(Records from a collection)

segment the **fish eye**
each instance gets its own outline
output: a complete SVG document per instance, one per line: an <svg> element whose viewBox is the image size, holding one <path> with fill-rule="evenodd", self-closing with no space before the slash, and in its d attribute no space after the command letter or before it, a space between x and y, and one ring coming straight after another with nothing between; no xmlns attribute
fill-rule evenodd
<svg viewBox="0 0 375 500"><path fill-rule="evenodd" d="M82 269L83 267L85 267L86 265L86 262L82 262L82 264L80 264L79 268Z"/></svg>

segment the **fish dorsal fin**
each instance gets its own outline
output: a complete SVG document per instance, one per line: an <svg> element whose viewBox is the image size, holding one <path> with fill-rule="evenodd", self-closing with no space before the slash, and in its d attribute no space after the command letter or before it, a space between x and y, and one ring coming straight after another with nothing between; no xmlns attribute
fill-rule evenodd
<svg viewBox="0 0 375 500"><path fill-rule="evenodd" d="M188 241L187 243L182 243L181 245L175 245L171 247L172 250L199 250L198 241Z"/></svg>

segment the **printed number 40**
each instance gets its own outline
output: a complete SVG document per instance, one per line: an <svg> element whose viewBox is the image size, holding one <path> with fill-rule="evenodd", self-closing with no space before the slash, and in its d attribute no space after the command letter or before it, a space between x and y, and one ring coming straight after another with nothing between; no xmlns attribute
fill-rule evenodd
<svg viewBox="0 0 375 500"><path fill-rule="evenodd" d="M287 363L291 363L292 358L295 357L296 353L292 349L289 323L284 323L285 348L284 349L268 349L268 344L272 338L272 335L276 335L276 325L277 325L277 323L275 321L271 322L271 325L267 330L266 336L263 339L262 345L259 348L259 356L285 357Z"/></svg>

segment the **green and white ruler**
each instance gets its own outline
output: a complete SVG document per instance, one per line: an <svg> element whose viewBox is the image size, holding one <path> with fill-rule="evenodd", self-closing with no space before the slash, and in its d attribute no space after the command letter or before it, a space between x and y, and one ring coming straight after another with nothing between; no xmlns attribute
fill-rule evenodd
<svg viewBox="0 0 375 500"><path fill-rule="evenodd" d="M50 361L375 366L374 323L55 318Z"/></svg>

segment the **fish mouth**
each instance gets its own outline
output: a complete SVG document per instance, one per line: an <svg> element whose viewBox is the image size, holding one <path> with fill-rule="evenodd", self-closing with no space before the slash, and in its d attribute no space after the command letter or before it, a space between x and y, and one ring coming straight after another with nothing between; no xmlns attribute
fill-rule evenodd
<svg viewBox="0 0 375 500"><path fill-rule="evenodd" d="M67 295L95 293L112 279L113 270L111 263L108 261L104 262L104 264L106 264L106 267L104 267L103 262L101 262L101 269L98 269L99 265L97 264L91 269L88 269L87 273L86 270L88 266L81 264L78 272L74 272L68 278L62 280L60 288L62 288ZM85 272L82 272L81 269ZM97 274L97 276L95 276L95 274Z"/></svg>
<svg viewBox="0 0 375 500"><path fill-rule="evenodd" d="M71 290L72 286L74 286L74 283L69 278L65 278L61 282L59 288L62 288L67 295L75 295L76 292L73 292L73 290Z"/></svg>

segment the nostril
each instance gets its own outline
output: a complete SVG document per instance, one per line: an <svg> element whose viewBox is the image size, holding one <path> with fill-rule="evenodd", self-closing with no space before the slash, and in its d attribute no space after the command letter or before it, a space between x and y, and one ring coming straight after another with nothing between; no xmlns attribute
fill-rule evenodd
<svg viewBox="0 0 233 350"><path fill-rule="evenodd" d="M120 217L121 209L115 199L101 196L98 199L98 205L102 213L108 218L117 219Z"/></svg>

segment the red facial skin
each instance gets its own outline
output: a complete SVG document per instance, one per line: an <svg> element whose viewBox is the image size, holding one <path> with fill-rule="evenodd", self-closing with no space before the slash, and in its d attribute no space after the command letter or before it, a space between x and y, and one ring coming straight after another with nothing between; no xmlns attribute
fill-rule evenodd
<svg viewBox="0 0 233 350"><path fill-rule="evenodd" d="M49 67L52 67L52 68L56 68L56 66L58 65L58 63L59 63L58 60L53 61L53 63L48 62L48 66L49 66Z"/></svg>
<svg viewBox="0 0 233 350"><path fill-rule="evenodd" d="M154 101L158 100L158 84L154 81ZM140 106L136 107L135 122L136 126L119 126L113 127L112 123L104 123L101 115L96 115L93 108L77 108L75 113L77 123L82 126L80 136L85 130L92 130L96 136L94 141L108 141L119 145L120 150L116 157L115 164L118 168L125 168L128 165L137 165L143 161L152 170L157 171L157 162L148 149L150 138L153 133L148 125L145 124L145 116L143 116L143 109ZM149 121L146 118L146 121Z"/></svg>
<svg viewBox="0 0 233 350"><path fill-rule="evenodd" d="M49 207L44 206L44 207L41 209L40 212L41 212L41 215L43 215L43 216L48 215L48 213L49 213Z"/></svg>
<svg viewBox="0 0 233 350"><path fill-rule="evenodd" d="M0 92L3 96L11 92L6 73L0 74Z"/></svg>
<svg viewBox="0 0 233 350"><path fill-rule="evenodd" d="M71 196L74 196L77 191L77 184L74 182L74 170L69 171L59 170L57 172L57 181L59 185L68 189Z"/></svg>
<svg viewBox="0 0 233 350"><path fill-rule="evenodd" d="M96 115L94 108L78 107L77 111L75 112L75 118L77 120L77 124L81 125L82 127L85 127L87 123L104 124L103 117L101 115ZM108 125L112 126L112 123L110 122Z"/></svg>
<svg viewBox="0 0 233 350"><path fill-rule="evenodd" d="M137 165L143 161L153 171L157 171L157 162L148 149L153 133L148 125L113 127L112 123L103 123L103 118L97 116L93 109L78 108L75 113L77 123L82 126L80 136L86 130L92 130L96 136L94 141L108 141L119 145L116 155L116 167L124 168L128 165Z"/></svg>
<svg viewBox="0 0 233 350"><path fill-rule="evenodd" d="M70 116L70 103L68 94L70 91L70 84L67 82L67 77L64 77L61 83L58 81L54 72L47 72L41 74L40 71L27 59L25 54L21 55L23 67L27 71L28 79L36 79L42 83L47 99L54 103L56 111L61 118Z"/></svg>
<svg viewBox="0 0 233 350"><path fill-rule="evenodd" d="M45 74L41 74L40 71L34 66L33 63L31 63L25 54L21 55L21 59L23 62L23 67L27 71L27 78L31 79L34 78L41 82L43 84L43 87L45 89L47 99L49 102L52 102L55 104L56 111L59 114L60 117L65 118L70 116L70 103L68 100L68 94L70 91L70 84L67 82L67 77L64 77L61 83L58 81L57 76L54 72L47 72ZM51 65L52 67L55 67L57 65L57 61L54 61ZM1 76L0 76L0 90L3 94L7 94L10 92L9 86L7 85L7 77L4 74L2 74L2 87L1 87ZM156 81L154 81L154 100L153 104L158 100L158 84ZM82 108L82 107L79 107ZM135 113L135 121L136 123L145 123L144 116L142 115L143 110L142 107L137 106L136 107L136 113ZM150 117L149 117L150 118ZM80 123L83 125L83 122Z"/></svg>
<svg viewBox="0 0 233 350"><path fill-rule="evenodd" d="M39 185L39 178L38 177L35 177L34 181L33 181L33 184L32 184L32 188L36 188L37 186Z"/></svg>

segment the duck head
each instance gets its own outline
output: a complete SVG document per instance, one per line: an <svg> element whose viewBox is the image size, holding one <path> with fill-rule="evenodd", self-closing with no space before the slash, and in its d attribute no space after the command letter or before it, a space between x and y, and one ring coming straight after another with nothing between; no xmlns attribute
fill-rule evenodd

Instructions to follow: Copy all lines of the records that have the string "fish" in them.

Exercise answer:
segment the **fish eye**
segment the **fish dorsal fin**
segment the **fish mouth**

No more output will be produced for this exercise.